PROBLEM DESCRIPTION: Can you turn the stretch of material from its start through the line containing "point(353, 670)", both ends included, into a numbered list with blank lines left out?

SUPPLIED DATA:
· · · ·

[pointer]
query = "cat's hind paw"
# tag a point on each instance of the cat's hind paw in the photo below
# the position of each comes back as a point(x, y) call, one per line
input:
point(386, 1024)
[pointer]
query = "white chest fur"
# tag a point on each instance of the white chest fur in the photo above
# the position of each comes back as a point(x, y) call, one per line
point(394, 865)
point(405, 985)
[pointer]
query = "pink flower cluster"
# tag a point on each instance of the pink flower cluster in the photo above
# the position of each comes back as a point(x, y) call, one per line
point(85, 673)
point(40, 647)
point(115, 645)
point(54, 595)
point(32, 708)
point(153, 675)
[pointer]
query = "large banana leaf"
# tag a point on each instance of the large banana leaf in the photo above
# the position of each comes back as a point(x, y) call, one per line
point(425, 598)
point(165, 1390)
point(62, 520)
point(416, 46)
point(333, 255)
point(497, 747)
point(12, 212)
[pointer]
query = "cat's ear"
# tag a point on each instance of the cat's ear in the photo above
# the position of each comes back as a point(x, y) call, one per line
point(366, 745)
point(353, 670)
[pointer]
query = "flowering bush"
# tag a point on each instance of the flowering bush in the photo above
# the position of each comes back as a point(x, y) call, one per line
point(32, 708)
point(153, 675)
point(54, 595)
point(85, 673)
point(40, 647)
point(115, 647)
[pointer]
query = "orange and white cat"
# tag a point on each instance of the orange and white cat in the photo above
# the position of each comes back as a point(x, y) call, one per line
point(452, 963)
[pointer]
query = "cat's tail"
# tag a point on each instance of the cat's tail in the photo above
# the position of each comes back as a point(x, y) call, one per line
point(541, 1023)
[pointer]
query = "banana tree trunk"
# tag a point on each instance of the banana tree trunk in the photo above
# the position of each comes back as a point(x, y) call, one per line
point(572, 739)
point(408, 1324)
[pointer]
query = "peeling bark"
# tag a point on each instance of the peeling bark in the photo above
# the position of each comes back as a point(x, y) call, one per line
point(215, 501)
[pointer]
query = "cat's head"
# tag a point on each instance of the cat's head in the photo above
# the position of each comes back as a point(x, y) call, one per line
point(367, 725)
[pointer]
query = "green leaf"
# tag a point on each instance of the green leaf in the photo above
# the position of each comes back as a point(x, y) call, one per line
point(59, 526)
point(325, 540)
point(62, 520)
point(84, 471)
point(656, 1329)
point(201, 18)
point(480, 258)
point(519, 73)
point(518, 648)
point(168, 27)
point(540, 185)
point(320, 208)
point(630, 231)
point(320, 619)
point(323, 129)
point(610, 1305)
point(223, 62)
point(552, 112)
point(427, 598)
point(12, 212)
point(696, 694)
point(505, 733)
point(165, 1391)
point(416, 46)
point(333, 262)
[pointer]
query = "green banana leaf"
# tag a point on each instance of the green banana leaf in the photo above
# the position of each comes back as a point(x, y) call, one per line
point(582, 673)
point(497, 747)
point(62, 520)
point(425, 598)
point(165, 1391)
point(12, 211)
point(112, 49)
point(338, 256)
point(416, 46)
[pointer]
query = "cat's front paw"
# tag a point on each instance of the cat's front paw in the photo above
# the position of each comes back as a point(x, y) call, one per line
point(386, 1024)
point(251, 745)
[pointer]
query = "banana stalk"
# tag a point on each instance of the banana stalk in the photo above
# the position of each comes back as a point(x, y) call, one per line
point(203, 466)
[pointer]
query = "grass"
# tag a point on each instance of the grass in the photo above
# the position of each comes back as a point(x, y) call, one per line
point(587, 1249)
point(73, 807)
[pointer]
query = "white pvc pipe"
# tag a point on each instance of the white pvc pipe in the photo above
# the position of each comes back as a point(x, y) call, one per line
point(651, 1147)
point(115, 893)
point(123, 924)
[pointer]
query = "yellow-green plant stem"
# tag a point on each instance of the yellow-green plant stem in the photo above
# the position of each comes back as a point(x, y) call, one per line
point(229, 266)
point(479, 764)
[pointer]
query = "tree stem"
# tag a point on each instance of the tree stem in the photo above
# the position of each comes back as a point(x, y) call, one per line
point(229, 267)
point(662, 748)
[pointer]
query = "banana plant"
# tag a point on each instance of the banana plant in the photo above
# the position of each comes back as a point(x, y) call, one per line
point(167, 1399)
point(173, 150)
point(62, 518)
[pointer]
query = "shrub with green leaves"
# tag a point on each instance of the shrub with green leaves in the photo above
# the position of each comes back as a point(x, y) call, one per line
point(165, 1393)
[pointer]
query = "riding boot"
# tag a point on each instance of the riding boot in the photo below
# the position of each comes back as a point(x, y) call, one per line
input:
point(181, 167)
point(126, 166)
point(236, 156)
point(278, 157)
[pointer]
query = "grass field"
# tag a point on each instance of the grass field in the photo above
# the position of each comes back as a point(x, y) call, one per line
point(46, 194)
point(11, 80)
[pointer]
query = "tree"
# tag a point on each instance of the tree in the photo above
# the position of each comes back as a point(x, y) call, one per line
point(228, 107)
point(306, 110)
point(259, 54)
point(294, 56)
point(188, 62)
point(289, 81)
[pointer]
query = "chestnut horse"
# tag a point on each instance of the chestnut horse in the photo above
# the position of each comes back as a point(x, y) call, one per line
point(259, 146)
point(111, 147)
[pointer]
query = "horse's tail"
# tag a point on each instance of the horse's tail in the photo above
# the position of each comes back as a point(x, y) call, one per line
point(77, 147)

· · · ·

WRITTEN RESPONSE:
1. [pointer]
2. query = "cat's hind paw"
3. # tag a point on each instance of the cat's hind paw in the photo below
4. # the position of each comes back as a point(x, y) call, one per line
5. input:
6. point(386, 1024)
7. [pointer]
8. query = "white chest fur"
9. # tag a point on each instance of the white chest fur in the photo above
10. # the position of each comes back as a point(x, y) call, one per line
11. point(394, 865)
12. point(405, 985)
13. [pointer]
14. query = "pink flower cluster"
15. # tag a point on each instance of the pink flower cluster in the photo above
16. # the position of each comes back as a point(x, y) call, one per line
17. point(85, 673)
18. point(40, 647)
19. point(115, 645)
20. point(54, 595)
21. point(32, 708)
22. point(153, 675)
23. [pointer]
24. query = "large banana leaf"
25. # tag a point on each instance of the large banana leaf in the photo above
26. # the position of each comes back as a point(x, y) call, one per line
27. point(425, 598)
28. point(165, 1390)
29. point(62, 520)
30. point(416, 46)
31. point(333, 255)
32. point(497, 747)
33. point(12, 212)
34. [pointer]
35. query = "cat's ear"
36. # tag a point on each instance of the cat's ear in the photo above
37. # the position of each comes back as a point(x, y) call, one per line
38. point(366, 745)
39. point(353, 670)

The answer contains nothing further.